▶ _Задание a_:
Измените текст о Латинской Америке: перепишите всё от слов «Нечто подобное, хотя, вероятно, и» до слов «многое опять разрушил.», заменив «Бразилии» на «Аргентине».

*** Документ

Но главное все же не в этом. «Я думаю, что очень большую роль, как ни странно, имеют воспоминания о социальной политике бывшего президента Уго Чавеса, — подчеркнула Татьяна Ворожейкина. — Он выиграл выборы 1998 года, когда к власти его привела именно та Венесуэла, которая не участвовала в разделе нефтяного пирога в годы «нефтяной бонансы» 1970-х. Хотя все эти социальные завоевания при Мадуро фактически сведены на нет, и с 2017 года «поселки нищеты» в Каракасе выступают против Мадуро. И тем не менее, демократической оппозиции не удается заполучить этих людей на свою сторону».
Нечто подобное, хотя, вероятно, и не в такой чудовищной форме, случилось и в Бразилии: как отметила историк, в период президентства Лулы более 30 млн человек впервые получили официальную работу, трудовой договор и банковские карточки. Но потом экономический кризис многое опять разрушил.
«Как не кончаются авторитарные режимы? Наиболее устойчивыми из них оказываются левоавторитарные. Те, кто приходит к власти под нормальными человеческими лозунгами социальной справедливости. Это Венесуэла, где до Чавеса было 40 лет демократии. Это и Никарагуа, и Куба», — заметила Ворожейкина.

******
*** Имеющиеся данные

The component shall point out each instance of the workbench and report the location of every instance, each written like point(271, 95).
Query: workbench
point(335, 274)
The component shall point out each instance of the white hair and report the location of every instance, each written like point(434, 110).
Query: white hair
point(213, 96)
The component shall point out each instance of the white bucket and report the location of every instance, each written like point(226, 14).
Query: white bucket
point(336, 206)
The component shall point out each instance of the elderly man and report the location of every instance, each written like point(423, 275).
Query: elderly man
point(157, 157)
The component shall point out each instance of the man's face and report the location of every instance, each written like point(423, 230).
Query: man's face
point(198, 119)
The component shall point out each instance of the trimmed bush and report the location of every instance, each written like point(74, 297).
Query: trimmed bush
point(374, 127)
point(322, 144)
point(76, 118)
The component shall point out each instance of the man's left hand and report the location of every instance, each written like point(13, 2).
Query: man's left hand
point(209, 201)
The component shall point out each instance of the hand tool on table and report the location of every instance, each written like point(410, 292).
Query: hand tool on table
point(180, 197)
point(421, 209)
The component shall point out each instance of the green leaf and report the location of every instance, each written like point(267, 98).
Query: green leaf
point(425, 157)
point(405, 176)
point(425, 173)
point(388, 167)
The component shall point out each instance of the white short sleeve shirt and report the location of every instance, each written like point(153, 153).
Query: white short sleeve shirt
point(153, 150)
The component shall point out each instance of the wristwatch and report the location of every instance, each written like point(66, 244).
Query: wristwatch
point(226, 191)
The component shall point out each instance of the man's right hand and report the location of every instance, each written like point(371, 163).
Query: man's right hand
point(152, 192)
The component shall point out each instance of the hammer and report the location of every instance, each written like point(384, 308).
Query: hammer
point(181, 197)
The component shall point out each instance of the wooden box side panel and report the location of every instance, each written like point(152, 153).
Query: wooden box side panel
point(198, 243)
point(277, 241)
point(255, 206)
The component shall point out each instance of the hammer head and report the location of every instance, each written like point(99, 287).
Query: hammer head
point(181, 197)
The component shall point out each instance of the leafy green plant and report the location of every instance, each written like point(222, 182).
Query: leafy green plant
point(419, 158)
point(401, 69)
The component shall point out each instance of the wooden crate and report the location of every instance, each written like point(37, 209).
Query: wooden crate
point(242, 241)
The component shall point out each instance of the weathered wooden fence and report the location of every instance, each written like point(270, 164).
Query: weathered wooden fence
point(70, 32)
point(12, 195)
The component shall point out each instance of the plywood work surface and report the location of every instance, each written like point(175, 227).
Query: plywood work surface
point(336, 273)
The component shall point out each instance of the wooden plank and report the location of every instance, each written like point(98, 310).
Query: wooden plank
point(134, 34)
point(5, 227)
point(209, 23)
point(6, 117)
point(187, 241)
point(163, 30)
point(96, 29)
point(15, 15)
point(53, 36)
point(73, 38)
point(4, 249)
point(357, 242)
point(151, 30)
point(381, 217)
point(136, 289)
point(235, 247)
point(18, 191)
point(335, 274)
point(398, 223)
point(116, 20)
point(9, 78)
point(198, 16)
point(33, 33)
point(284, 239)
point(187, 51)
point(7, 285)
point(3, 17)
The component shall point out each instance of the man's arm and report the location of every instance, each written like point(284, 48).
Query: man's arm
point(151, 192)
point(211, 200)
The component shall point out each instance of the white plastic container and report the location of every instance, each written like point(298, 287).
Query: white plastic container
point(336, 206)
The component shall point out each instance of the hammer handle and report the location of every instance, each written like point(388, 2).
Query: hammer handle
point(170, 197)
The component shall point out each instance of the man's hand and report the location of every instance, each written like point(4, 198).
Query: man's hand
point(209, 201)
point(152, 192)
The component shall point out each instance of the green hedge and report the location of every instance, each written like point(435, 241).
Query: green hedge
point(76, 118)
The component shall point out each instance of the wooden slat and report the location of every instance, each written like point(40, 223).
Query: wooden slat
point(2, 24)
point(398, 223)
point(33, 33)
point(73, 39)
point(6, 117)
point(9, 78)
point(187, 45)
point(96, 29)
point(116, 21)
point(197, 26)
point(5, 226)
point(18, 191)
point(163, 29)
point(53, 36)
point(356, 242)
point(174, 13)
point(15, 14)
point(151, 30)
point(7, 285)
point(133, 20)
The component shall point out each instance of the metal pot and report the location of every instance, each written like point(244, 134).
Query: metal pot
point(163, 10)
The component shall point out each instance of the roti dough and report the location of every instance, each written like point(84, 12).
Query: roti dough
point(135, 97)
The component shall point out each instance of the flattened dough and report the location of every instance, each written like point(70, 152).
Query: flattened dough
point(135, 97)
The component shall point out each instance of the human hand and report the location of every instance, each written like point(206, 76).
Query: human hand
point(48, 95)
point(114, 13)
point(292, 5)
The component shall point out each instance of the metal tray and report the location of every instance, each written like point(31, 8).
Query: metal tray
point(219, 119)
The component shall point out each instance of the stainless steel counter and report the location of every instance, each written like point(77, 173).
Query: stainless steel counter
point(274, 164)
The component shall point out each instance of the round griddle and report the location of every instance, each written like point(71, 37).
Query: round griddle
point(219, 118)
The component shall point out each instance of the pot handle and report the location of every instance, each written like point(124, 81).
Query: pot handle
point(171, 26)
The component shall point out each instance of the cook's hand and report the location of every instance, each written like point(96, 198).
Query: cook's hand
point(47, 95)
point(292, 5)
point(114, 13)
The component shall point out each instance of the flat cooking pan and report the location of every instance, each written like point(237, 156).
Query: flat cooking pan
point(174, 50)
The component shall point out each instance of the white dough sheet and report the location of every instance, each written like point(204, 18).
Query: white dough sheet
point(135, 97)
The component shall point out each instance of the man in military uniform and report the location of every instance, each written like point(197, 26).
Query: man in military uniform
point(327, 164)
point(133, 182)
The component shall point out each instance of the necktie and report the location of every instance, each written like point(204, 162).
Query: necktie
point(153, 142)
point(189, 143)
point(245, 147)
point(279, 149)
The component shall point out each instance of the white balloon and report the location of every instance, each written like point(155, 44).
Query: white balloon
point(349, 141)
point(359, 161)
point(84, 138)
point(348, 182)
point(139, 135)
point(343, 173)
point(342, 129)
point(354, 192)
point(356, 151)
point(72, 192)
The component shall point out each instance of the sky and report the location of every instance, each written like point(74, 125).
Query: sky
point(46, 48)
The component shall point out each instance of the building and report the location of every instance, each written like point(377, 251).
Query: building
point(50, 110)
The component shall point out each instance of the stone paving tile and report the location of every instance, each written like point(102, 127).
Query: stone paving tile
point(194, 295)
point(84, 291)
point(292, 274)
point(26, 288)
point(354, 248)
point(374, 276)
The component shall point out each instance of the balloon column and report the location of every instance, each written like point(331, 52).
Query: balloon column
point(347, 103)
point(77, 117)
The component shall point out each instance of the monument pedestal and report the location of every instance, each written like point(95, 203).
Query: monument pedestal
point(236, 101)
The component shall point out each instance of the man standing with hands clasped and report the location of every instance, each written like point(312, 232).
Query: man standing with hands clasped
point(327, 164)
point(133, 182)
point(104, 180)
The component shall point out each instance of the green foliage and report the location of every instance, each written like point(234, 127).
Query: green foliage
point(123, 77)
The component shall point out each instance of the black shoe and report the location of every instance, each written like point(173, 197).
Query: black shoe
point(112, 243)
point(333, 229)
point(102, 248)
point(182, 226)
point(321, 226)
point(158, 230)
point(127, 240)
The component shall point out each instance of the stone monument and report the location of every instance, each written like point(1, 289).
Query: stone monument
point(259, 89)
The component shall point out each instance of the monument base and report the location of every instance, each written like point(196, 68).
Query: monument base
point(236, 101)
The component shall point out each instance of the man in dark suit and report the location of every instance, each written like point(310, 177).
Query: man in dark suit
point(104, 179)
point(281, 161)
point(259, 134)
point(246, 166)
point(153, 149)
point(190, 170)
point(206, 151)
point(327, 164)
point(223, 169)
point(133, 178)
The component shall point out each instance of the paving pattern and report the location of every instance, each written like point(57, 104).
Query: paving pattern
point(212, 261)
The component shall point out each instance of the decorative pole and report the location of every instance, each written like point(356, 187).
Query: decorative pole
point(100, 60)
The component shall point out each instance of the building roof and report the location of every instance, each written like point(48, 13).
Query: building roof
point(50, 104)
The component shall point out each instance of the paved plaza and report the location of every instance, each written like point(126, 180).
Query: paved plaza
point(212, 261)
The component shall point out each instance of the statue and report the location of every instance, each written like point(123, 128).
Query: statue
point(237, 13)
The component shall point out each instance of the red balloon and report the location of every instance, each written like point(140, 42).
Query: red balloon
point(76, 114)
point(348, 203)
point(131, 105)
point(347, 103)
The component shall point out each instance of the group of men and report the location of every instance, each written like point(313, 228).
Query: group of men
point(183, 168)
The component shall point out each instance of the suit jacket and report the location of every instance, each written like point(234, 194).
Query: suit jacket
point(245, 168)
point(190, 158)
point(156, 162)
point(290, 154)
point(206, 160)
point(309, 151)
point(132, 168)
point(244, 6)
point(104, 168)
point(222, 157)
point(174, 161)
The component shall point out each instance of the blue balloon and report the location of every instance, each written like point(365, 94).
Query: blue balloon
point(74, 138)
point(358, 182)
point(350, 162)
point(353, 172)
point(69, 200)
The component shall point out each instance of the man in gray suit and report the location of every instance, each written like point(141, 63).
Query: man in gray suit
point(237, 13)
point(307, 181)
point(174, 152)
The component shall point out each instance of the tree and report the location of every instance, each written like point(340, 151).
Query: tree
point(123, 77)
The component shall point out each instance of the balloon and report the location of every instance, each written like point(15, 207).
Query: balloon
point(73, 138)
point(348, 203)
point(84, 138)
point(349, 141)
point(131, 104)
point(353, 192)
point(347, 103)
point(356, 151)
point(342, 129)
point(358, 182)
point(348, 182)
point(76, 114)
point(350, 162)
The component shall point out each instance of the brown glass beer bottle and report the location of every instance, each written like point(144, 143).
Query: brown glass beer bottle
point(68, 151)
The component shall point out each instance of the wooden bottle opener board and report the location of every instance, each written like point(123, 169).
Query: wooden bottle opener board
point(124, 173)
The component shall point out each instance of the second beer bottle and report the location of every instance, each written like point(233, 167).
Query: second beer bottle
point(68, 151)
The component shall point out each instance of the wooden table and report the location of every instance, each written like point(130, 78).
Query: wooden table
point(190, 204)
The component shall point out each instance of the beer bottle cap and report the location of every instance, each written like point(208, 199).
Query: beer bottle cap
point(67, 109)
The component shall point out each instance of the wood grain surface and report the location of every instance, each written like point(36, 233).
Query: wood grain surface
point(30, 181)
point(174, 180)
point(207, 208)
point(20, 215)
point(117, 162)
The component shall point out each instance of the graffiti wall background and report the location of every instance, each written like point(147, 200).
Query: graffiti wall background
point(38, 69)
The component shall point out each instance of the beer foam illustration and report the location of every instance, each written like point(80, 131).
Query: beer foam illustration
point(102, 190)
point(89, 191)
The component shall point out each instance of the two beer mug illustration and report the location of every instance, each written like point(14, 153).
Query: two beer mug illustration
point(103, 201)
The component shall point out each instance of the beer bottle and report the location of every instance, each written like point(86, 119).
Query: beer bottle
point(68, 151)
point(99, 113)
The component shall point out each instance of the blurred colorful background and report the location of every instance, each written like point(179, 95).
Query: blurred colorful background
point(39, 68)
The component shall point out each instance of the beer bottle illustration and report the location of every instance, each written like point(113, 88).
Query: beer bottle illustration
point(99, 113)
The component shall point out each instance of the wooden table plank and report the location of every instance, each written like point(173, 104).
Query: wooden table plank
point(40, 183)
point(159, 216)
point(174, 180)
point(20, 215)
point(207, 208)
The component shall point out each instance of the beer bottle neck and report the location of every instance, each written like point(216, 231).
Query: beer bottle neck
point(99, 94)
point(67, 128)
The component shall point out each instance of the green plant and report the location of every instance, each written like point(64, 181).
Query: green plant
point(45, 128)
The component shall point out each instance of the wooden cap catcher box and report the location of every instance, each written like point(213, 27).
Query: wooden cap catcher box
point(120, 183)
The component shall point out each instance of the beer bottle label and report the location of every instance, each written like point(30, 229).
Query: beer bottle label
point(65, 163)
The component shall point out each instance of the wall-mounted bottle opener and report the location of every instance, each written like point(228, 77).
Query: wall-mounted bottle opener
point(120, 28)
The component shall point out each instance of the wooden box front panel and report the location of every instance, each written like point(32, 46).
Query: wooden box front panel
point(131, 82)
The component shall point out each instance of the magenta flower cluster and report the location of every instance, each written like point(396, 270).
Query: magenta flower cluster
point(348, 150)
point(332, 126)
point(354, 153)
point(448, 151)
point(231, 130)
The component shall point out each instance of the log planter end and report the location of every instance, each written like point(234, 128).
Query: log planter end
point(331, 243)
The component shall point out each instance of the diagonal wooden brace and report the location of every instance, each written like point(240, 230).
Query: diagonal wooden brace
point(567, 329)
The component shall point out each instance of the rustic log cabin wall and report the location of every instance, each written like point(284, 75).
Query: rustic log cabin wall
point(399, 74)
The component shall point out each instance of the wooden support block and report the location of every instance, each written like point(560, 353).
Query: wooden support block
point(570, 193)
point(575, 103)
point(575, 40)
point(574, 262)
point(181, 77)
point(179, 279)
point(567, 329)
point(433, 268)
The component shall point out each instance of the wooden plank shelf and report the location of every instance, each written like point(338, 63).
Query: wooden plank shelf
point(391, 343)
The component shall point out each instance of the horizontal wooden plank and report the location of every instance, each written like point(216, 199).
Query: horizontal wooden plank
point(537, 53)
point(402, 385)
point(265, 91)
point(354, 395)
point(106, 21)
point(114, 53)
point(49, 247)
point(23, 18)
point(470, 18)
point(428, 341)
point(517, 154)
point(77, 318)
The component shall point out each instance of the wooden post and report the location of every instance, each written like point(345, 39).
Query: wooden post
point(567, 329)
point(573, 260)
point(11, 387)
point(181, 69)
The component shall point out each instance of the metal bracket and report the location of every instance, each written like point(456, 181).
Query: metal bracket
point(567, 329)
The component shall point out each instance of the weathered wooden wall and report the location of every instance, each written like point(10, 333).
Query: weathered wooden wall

******

▶ _Задание b_:
Продублируйте без изменений записи: всё от строки со словами «The component shall point out each instance of the sky» до строки со словами «point(50, 110)» включительно.

▶ _Полное решение a_:
Нечто подобное, хотя, вероятно, и не в такой чудовищной форме, случилось и в Аргентине: как отметила историк, в период президентства Лулы более 30 млн человек впервые получили официальную работу, трудовой договор и банковские карточки. Но потом экономический кризис многое опять разрушил.

▶ _Полное решение b_:
The component shall point out each instance of the sky and report the location of every instance, each written like point(74, 125).
Query: sky
point(46, 48)
The component shall point out each instance of the building and report the location of every instance, each written like point(377, 251).
Query: building
point(50, 110)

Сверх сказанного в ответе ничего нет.